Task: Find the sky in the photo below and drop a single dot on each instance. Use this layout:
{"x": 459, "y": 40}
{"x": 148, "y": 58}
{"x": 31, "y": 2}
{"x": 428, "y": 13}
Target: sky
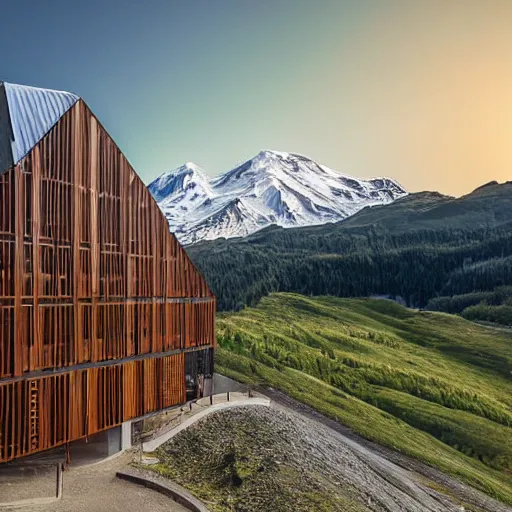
{"x": 420, "y": 91}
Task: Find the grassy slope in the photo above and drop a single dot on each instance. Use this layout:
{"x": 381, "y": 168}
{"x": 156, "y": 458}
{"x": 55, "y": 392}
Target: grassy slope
{"x": 430, "y": 385}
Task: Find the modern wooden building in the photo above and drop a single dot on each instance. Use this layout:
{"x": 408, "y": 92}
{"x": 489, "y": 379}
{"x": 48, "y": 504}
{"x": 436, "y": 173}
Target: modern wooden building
{"x": 103, "y": 318}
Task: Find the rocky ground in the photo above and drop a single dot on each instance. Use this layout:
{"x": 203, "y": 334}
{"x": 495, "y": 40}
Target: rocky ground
{"x": 275, "y": 459}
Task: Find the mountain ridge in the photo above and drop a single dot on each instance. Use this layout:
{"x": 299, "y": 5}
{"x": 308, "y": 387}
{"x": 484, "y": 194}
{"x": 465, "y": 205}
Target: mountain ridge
{"x": 274, "y": 187}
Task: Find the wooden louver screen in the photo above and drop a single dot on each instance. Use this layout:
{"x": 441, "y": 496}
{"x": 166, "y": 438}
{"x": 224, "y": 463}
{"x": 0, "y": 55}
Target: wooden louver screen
{"x": 89, "y": 276}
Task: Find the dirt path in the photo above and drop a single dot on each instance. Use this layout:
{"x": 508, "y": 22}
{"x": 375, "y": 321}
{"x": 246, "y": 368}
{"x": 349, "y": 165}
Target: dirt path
{"x": 95, "y": 488}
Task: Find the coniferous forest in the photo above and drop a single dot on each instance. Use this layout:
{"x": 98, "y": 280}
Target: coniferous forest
{"x": 426, "y": 250}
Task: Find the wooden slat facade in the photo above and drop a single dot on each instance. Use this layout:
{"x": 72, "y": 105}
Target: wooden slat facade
{"x": 98, "y": 301}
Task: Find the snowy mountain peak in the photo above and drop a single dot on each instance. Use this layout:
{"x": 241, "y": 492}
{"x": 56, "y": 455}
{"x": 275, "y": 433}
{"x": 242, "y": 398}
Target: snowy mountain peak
{"x": 274, "y": 187}
{"x": 185, "y": 181}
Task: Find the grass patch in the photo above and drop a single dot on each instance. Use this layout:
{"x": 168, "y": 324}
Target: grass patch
{"x": 429, "y": 385}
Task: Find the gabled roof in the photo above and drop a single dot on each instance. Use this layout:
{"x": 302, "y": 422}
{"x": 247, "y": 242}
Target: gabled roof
{"x": 26, "y": 115}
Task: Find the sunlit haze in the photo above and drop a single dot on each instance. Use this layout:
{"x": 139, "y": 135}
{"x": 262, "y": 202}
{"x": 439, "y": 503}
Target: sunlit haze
{"x": 419, "y": 91}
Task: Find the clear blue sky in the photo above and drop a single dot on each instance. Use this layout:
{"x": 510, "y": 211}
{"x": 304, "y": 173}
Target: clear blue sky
{"x": 420, "y": 91}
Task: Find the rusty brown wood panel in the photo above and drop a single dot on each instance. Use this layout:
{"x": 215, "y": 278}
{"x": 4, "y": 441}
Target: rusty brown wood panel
{"x": 88, "y": 273}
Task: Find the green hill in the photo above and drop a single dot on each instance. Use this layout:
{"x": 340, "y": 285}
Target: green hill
{"x": 420, "y": 247}
{"x": 430, "y": 385}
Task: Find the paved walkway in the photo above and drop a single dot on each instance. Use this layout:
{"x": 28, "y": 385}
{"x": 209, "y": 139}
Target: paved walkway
{"x": 199, "y": 410}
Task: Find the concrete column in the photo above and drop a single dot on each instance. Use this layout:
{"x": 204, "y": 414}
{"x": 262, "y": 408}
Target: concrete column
{"x": 126, "y": 435}
{"x": 114, "y": 440}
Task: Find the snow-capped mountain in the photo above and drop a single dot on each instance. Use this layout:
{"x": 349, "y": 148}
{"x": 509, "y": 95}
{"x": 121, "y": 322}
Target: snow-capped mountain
{"x": 272, "y": 188}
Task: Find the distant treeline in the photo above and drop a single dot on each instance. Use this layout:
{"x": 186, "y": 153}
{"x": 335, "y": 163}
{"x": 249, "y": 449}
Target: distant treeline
{"x": 419, "y": 256}
{"x": 495, "y": 306}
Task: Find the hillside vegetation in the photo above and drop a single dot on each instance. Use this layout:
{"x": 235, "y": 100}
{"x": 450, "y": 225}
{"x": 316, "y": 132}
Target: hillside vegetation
{"x": 420, "y": 247}
{"x": 430, "y": 385}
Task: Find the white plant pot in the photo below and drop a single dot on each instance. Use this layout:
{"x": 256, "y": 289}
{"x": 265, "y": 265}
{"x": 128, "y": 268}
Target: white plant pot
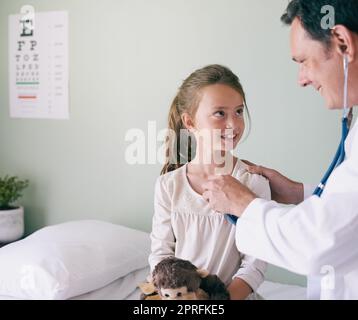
{"x": 11, "y": 225}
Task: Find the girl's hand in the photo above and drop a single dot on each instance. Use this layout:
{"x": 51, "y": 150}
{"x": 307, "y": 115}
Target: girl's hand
{"x": 226, "y": 194}
{"x": 283, "y": 190}
{"x": 239, "y": 289}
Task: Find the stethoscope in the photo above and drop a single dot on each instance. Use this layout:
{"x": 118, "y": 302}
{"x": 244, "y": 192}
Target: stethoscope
{"x": 340, "y": 154}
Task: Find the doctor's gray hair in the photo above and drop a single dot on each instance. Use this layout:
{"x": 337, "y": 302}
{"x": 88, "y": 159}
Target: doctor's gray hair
{"x": 310, "y": 14}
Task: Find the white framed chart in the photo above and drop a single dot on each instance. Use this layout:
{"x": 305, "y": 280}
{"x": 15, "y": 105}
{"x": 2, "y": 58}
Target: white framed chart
{"x": 38, "y": 65}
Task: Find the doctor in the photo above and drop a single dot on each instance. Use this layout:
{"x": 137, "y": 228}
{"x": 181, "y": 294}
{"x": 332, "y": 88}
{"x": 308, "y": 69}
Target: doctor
{"x": 318, "y": 236}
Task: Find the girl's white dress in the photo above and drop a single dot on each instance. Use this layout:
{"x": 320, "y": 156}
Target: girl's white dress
{"x": 185, "y": 226}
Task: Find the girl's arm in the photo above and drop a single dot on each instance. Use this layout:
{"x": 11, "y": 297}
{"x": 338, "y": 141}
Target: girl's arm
{"x": 162, "y": 236}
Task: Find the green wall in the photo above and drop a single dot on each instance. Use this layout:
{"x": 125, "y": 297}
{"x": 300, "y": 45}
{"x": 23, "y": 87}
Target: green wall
{"x": 127, "y": 58}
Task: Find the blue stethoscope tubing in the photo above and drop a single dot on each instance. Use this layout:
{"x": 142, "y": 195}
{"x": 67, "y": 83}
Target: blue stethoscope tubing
{"x": 338, "y": 159}
{"x": 340, "y": 154}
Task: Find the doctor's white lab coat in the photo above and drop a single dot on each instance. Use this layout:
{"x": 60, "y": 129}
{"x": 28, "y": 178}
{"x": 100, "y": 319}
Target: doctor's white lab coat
{"x": 318, "y": 238}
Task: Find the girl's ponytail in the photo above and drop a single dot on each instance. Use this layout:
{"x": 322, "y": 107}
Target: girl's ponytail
{"x": 174, "y": 158}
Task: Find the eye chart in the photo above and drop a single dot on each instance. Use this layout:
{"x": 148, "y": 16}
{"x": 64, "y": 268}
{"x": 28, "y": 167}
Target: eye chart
{"x": 38, "y": 65}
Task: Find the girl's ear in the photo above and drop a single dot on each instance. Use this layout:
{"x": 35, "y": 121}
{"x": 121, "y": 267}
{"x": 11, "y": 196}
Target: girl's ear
{"x": 187, "y": 121}
{"x": 343, "y": 41}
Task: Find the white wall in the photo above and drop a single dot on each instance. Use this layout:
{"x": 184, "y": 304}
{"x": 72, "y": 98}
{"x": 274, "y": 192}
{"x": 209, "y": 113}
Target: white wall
{"x": 127, "y": 58}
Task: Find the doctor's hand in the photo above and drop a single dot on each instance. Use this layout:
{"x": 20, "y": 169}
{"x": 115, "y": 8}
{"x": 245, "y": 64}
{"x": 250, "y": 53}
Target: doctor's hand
{"x": 226, "y": 194}
{"x": 283, "y": 190}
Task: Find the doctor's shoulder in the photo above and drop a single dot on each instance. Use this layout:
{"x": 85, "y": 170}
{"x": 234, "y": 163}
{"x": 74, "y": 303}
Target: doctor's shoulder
{"x": 255, "y": 182}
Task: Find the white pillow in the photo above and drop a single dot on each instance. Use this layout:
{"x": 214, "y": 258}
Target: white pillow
{"x": 69, "y": 259}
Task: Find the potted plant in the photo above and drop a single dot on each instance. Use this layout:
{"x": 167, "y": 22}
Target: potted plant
{"x": 11, "y": 216}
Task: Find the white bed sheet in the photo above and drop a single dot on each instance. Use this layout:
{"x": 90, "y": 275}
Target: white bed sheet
{"x": 126, "y": 289}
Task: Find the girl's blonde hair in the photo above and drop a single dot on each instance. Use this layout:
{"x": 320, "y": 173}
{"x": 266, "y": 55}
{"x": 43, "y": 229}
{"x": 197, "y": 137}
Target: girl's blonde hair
{"x": 187, "y": 101}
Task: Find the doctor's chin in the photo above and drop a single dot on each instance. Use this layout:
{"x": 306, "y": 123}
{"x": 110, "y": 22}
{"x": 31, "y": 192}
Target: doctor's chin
{"x": 157, "y": 150}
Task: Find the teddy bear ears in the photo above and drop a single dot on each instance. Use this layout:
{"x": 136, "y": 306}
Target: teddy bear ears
{"x": 203, "y": 273}
{"x": 147, "y": 288}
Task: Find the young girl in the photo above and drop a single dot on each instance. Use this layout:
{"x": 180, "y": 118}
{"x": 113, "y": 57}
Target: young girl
{"x": 210, "y": 100}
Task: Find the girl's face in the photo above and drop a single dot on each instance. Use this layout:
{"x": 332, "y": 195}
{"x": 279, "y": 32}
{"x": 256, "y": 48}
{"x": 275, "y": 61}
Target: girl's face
{"x": 218, "y": 123}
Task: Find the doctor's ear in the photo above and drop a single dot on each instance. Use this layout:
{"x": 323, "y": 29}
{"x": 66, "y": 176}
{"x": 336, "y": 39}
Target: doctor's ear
{"x": 343, "y": 42}
{"x": 188, "y": 121}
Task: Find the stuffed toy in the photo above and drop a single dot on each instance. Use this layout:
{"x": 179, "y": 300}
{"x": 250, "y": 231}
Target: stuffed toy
{"x": 177, "y": 279}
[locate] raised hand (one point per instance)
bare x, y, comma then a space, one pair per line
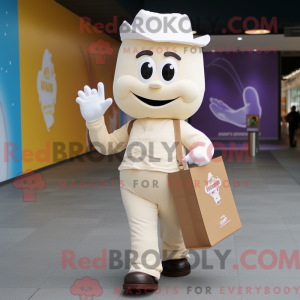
92, 103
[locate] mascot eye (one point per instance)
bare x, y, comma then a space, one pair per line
146, 69
168, 71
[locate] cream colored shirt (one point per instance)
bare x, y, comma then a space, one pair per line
151, 145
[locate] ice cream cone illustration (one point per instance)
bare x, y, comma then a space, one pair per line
213, 187
46, 86
86, 288
29, 182
113, 120
100, 49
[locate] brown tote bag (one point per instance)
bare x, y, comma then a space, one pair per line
204, 202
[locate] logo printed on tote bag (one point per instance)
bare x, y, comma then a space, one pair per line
224, 221
213, 187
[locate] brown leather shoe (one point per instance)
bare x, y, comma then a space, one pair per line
140, 281
176, 267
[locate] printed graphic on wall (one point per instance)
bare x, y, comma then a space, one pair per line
3, 140
46, 86
213, 188
238, 85
54, 66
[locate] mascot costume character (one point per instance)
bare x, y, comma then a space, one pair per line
160, 80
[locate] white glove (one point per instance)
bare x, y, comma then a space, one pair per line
92, 103
200, 155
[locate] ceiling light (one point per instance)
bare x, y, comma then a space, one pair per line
257, 31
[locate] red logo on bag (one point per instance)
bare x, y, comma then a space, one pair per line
29, 182
100, 49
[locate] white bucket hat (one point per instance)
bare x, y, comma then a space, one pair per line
172, 28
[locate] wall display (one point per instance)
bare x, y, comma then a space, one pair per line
56, 60
238, 84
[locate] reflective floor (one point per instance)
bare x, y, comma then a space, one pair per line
89, 222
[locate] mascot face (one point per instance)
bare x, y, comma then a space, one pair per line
159, 79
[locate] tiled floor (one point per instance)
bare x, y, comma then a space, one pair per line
87, 220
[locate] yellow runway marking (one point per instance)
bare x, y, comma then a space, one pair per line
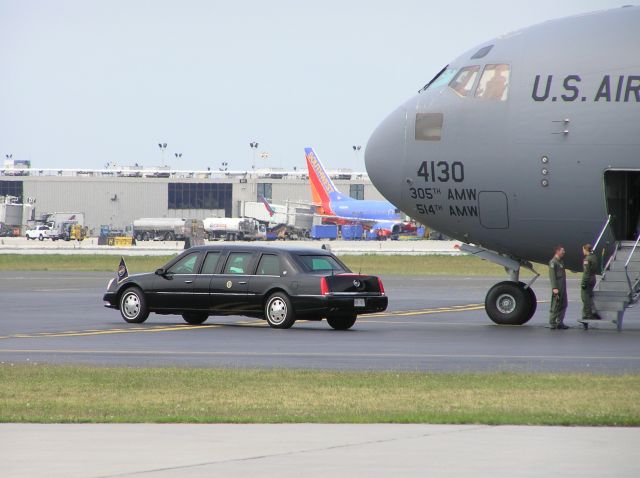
319, 354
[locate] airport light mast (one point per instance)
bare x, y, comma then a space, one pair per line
356, 151
254, 148
163, 148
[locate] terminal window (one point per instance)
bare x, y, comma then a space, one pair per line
356, 191
11, 188
200, 196
264, 191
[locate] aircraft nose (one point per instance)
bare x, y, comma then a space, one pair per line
385, 153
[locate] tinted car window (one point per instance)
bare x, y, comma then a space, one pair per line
186, 265
238, 263
210, 263
321, 263
269, 265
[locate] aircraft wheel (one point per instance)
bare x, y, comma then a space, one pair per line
342, 322
195, 318
509, 303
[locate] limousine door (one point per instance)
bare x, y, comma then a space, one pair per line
229, 290
267, 275
174, 290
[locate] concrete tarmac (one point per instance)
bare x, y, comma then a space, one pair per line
433, 324
283, 451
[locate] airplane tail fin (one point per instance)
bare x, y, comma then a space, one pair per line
323, 191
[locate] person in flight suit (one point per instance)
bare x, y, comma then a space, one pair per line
558, 279
590, 268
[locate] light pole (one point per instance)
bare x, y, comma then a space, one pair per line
163, 148
264, 156
254, 148
356, 151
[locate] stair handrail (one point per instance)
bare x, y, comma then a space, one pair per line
626, 264
604, 228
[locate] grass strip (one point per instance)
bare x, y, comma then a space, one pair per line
367, 264
78, 394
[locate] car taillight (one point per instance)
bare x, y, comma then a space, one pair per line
380, 286
324, 287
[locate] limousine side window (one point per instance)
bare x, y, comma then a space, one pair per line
238, 263
210, 263
186, 265
269, 265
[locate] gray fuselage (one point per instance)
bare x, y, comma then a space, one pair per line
521, 173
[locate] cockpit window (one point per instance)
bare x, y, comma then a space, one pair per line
482, 52
428, 126
494, 83
464, 80
442, 78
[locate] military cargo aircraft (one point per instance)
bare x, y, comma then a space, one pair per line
524, 142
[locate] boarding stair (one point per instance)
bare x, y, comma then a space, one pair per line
619, 287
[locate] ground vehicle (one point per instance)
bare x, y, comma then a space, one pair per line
68, 231
41, 232
273, 283
234, 228
160, 229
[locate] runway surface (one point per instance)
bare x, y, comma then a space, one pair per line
283, 451
433, 324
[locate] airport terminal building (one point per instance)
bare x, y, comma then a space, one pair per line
116, 198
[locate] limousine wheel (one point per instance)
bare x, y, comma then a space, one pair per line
195, 318
342, 322
133, 306
279, 311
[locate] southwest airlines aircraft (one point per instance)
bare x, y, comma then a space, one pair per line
380, 216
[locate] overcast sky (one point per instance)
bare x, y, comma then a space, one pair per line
83, 83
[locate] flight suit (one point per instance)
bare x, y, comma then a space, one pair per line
590, 268
559, 302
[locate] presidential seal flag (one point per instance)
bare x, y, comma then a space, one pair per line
123, 273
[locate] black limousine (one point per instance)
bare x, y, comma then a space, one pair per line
279, 284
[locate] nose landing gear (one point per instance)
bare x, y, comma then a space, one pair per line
510, 302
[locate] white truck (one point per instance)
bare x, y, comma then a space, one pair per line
160, 229
41, 232
234, 228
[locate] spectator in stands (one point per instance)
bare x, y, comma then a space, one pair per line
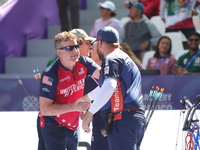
127, 49
139, 33
162, 59
83, 40
64, 6
179, 15
151, 7
108, 13
189, 63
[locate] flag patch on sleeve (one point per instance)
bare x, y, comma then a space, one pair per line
106, 70
80, 71
47, 80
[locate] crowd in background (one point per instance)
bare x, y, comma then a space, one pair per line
140, 35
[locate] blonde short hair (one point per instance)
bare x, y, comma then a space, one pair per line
63, 36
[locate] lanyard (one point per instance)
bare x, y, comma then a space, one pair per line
160, 61
189, 62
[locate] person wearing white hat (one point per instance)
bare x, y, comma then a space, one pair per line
108, 13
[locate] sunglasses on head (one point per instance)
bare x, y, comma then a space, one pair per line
196, 40
69, 48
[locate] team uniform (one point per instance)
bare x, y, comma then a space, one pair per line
63, 87
194, 65
166, 65
127, 128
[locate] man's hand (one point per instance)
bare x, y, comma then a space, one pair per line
82, 104
86, 122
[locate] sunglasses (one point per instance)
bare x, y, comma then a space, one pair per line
195, 40
69, 48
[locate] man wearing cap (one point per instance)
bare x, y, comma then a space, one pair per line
139, 33
119, 96
108, 13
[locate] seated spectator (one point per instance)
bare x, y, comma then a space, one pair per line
189, 63
151, 7
139, 33
127, 49
108, 13
179, 15
162, 59
83, 40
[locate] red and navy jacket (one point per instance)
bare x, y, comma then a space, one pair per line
128, 93
63, 86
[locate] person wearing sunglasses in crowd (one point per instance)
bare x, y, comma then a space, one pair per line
62, 83
189, 63
163, 60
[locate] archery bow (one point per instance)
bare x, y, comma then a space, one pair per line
190, 124
156, 95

========================================================================

== Your instructions ==
Each line that includes the string "nose" should be copied from the data.

== Output for this exercise ==
[locate] aircraft nose (one point per instance)
[locate] nose landing gear (one point per instance)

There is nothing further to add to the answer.